▶ Text provided
········

California Court of Appeals, Sixth District
Mar 25, 2009
No. H032415 (Cal. Ct. App. Mar. 25, 2009)

Opinion


FIONA TONUMAIPEA, Plaintiff and Respondent, v. SAMMY SULUFAIGA PEA, Defendant and Appellant. H032415 California Court of Appeal, Sixth District March 25, 2009

NOT TO BE PUBLISHED

Santa Clara County Super. Ct. No. CV050726

Premo, J.

Plaintiff Fiona Tonumaipea sued defendant Sammy Sulufaiga Pea, her father, for personal injuries arising from sexual assaults committed over a period of seven years. Following a court trial, the trial court awarded plaintiff $2,094,412.90. On appeal, defendant presents a deficient, an unfocussed, and a barely coherent discourse that essentially challenges us to find error. We therefore affirm the judgment.

For the underlying acts, a jury convicted defendant of three counts of incest and the trial court convicted defendant of one count of rape. We affirmed the judgment. (People v. Pea (Aug. 30, 2007) H030507 [nonpub. opn.].)

········

▶ Dataset
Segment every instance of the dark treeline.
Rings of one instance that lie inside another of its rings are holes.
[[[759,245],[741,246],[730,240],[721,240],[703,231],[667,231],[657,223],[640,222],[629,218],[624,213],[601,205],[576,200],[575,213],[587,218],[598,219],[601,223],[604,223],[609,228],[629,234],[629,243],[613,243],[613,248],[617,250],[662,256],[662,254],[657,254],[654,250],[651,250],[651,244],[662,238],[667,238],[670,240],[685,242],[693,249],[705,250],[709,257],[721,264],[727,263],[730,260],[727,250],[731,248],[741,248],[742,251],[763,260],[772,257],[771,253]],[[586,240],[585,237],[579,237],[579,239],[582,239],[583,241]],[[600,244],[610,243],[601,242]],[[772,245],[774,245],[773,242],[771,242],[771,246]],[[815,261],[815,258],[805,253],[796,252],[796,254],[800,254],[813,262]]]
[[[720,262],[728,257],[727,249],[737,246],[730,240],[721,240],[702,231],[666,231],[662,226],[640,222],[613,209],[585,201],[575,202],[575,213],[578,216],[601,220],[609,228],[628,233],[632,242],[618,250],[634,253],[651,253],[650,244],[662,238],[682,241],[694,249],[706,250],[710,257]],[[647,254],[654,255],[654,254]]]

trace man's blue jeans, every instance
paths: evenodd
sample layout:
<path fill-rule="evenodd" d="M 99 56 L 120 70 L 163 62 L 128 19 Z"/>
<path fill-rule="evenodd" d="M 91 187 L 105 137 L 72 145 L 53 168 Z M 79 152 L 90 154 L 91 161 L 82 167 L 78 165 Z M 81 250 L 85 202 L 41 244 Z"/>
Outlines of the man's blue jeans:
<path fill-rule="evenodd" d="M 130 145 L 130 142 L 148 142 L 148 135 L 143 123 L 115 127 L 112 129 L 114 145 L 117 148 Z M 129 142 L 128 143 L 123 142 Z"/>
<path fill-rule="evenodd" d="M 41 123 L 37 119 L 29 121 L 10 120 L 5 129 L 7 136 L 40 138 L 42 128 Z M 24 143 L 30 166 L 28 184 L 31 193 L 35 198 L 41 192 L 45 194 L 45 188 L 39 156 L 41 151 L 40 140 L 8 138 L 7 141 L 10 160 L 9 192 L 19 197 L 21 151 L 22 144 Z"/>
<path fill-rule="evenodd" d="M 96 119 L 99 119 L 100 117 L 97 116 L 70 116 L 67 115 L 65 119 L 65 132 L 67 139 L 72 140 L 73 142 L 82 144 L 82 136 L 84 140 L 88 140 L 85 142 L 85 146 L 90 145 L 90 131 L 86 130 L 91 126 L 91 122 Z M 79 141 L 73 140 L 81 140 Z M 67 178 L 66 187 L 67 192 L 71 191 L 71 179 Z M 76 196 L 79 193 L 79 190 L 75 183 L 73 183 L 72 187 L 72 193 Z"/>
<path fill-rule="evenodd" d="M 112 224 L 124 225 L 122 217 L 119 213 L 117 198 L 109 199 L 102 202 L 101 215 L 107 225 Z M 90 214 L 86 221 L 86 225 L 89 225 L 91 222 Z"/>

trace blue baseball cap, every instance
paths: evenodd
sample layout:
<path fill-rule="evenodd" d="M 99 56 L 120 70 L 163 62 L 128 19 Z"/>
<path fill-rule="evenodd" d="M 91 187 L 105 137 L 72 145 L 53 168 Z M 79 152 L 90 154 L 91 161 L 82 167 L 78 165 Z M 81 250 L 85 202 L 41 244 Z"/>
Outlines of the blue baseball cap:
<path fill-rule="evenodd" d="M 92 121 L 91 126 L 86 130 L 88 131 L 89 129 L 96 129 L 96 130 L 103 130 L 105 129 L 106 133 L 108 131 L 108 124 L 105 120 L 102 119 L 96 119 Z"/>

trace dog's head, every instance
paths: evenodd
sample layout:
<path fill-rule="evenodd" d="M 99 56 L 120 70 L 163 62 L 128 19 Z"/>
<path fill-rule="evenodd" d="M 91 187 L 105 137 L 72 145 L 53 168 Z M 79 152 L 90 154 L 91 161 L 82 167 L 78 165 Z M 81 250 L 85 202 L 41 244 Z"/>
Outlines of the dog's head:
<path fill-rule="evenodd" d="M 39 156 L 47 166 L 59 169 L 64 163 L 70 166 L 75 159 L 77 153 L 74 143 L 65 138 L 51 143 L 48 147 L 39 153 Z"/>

········

▶ Parts of the exercise
1. Write out the court opinion from "Plaintiff Fiona Tonumaipea" up to and including "affirm the judgment.".
2. Go on with the court opinion from where it stops.
The listing has no connection to the court opinion.

▶ Answers
1.
Plaintiff Fiona Tonumaipea sued defendant Sammy Sulufaiga Pea, her father, for personal injuries arising from sexual assaults committed over a period of seven years. Following a court trial, the trial court awarded plaintiff $2,094,412.90. On appeal, defendant presents a deficient, an unfocussed, and a barely coherent discourse that essentially challenges us to find error. We therefore affirm the judgment.

2.
BACKGROUND

At trial, defendant was absent due to his incarceration but represented by counsel. The parties stipulated to plaintiff’s past medical expenses, past wage loss, defendant’s net worth, and a punitive-damage limit of 25 percent of net worth. The trial court rendered a judgment against defendant for $1,530,000 in general damages, $112,000 in special damages, $31,250 in punitive damages, $420,000 in attorney’s fees, and $1,162.90 in costs.

Code of Civil Procedure section 1021.4 allows an award of attorney’s fees against a defendant in an action for damages based upon the defendant’s commission of a felony for which he or she was convicted.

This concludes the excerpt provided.